Ordu’nun merkezi yaylası olan Çambaşı Yaylası, 2000 rakımda, bulutların ve sislerin içinde adeta bir kültür felaketine sahne oluyor.
Bu yaylaların sesi, eskiden beri kemençeydi. Bugün yine kemençe var; yanına Karadeniz müzik enstrümanlarından tulum eklendi, davul-zurna ve yöresel klarnet de bu coğrafyanın sesi olmaya devam ediyor.
Her ilçenin kendi ezgisi, kendi tavrı, kendi horon adımı vardı.
Peki bugün yaylada ne var?
Bugün yaylada, şehir eğlencelerinden farksız mekanik müzik sistemleri, alakasız sanatçılar, popüler kültür dayatması var.
Erik Dalı çalıyorlar!
Karadeniz’in en yüksek zirvesinde bile artık horon değil, kollar havaya kaldırılarak dönen "çarkı" oynanıyor.
Bu bir şaka değil, bir kültür cinayetidir!
KARADENİZ YAYLASINA TÜRKÜ BAR KÜLTÜRÜ POMPALAMAK İHANETTİR!
Karadeniz’in yaylasında horon unutulmuş, şehirlerin, metropol kentlerin türkü bar eğlence kültürü yaylalara pompalanmışsa, bu kültürü yok etmektir.
Bu bir ihanet, bu bir teslimiyettir.
Yazık… Çok yazık!
BİR ADIM YANIMIZDA GİRESUN VAR,
BİR DE ORDU'YA BAKIN!
Hemen yanı başımızda Giresun var.
Bir bakın nasıl kültürüne sahip çıkıyorlar!

★ ★ ★

**Görev 1**
Kaynak metinde adı geçen bütün yer adlarını sıralayın.
**Görev 2**
Kaynak metnin "Ordu’nun merkezi yaylası" sözleriyle başlayıp "olmaya devam ediyor." sözleriyle biten bölümünü harfi harfine yineleyin.

★ ★ ★

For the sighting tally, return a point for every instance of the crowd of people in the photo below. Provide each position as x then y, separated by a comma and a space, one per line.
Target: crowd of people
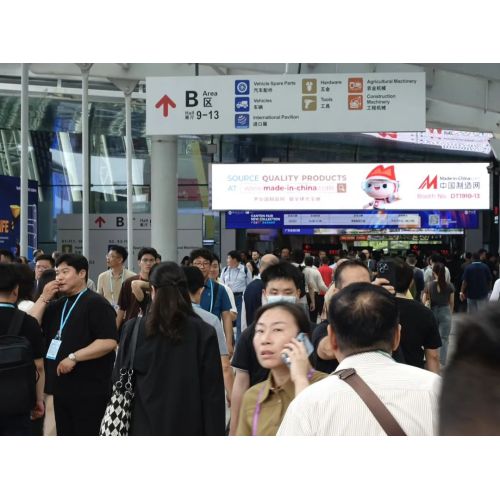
277, 344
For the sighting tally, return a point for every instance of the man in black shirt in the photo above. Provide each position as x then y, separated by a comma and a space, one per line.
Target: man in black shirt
19, 424
80, 329
419, 329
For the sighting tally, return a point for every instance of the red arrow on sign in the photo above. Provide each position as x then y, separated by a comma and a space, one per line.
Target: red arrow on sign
100, 221
165, 101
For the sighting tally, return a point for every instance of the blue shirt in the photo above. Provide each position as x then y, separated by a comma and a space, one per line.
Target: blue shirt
221, 302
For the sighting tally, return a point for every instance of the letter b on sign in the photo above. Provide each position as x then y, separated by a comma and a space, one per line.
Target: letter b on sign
191, 99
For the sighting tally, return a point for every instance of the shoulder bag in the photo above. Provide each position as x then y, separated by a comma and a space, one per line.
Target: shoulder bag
379, 410
116, 420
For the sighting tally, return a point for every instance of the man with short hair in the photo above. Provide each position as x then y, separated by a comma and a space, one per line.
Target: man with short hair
363, 330
196, 284
214, 298
81, 335
237, 277
129, 306
6, 256
420, 338
252, 298
16, 421
476, 284
110, 282
281, 283
470, 397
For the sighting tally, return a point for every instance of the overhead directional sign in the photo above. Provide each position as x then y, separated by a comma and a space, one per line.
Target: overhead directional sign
371, 102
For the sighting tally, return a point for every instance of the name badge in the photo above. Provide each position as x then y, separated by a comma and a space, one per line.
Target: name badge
53, 349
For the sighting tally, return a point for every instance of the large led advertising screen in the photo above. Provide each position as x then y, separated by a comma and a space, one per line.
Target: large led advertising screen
350, 186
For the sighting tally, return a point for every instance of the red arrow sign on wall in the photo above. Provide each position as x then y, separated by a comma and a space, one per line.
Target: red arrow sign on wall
165, 101
100, 221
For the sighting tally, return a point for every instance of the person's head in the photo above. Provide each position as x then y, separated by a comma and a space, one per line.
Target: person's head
255, 255
147, 259
233, 258
6, 256
9, 282
285, 253
404, 275
438, 271
275, 326
350, 271
42, 263
202, 259
71, 273
411, 259
267, 260
214, 267
26, 281
116, 256
195, 283
171, 303
297, 256
470, 392
363, 317
309, 261
282, 282
46, 277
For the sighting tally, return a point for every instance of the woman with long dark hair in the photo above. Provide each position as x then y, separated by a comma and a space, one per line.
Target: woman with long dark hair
179, 388
440, 295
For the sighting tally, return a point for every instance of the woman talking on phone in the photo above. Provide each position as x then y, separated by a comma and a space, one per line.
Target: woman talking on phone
264, 405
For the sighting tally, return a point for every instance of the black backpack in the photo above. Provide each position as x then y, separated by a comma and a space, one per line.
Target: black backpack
18, 372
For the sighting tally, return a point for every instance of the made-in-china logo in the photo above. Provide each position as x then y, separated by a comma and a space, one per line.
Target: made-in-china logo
429, 184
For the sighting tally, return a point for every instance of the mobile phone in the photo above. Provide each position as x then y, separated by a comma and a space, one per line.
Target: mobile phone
301, 337
387, 269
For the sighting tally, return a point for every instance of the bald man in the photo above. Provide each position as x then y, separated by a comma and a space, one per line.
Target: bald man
252, 298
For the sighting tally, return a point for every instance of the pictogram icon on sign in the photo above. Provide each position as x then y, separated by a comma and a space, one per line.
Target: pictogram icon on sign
165, 101
100, 221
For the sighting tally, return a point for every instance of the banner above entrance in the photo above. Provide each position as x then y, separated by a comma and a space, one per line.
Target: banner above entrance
263, 104
350, 186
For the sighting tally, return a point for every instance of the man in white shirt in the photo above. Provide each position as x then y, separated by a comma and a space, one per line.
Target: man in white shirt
236, 276
363, 331
196, 283
109, 283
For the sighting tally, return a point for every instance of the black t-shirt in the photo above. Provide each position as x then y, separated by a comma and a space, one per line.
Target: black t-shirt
419, 331
245, 358
92, 318
29, 329
322, 365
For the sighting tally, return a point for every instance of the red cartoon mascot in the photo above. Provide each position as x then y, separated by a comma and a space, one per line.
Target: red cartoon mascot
382, 186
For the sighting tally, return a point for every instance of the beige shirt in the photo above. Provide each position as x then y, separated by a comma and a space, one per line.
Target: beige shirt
332, 408
273, 404
109, 286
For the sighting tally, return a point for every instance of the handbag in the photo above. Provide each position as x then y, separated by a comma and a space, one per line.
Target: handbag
383, 416
116, 420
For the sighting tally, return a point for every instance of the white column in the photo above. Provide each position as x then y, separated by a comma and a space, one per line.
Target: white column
23, 230
85, 68
130, 188
164, 196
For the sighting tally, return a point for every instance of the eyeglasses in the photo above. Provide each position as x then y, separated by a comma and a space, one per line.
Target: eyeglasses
204, 263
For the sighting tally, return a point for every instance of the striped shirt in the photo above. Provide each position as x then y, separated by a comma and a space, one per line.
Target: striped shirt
332, 408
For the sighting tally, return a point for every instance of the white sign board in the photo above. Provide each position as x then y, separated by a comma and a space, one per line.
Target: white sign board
111, 229
350, 186
264, 104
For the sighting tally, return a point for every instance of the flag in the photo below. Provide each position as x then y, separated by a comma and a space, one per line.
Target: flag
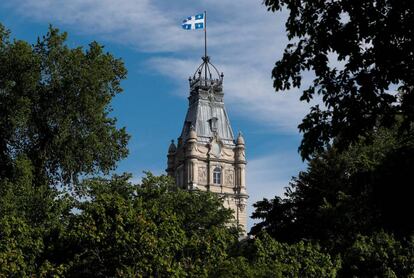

★ ★ ★

**Tam çıktı 1**
Ordu, Çambaşı Yaylası, Karadeniz, Giresun

**Tam çıktı 2**
Ordu’nun merkezi yaylası olan Çambaşı Yaylası, 2000 rakımda, bulutların ve sislerin içinde adeta bir kültür felaketine sahne oluyor.
Bu yaylaların sesi, eskiden beri kemençeydi. Bugün yine kemençe var; yanına Karadeniz müzik enstrümanlarından tulum eklendi, davul-zurna ve yöresel klarnet de bu coğrafyanın sesi olmaya devam ediyor.